The Insurance Brokers Code Compliance Committee (IBCCC) draws to the attention of all insurance brokers, the Australian Securities and Investments Commission’s (ASIC) updated guidance on Internal Dispute Resolution (IDR).

This is a welcome addition to striving for better complaint handling practice.

Complaint-handling obligations are outlined under Service Standard 10 of the Code and have been a particular focus of the IBCCC which has been urging Code subscribers to improve their performance in this area for some time. The IBCCC believes resolving complaints and disputes in a fair and timely way, and documenting IDR processes in order to identify problem areas and continuously improve them, is not just a matter of fulfilling obligations, but good industry practice and consistent with caring for your clients.

ASIC’s Regulatory Guide RG 271 Internal Dispute Resolution (RG 271) was released on 30 July 2020 and sets new standards and requirements for complaints-handling across the financial services sector. They will take effect on 5 October 2021. All firms providing financial services are required by ASIC to have an IDR process in place and to comply with its procedures.

The biggest changes for the insurance broking industry relate to

  • IDR timeframes, with standard complaints needing to be resolved within 30 calendar days of the complaint being made and,
  • for credit-related complaints involving hardship, no later than 21 days.
  • Firms will be expected to acknowledge the complaint within 24 hours (or one business day) of receiving it, or as soon as practicable.

|---|

Reproduce the IDR passage word for word, starting at the words "ASIC’s Regulatory Guide" and stopping after "with its procedures.". The data after this point is separate material, unrelated to the IDR passage.

◆ Recorded information ◆
|---|

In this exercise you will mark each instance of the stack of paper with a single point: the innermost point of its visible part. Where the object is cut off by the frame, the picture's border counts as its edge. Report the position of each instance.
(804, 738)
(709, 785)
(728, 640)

|---|

◆ Exercise result ◆
ASIC’s Regulatory Guide RG 271 Internal Dispute Resolution (RG 271) was released on 30 July 2020 and sets new standards and requirements for complaints-handling across the financial services sector. They will take effect on 5 October 2021. All firms providing financial services are required by ASIC to have an IDR process in place and to comply with its procedures.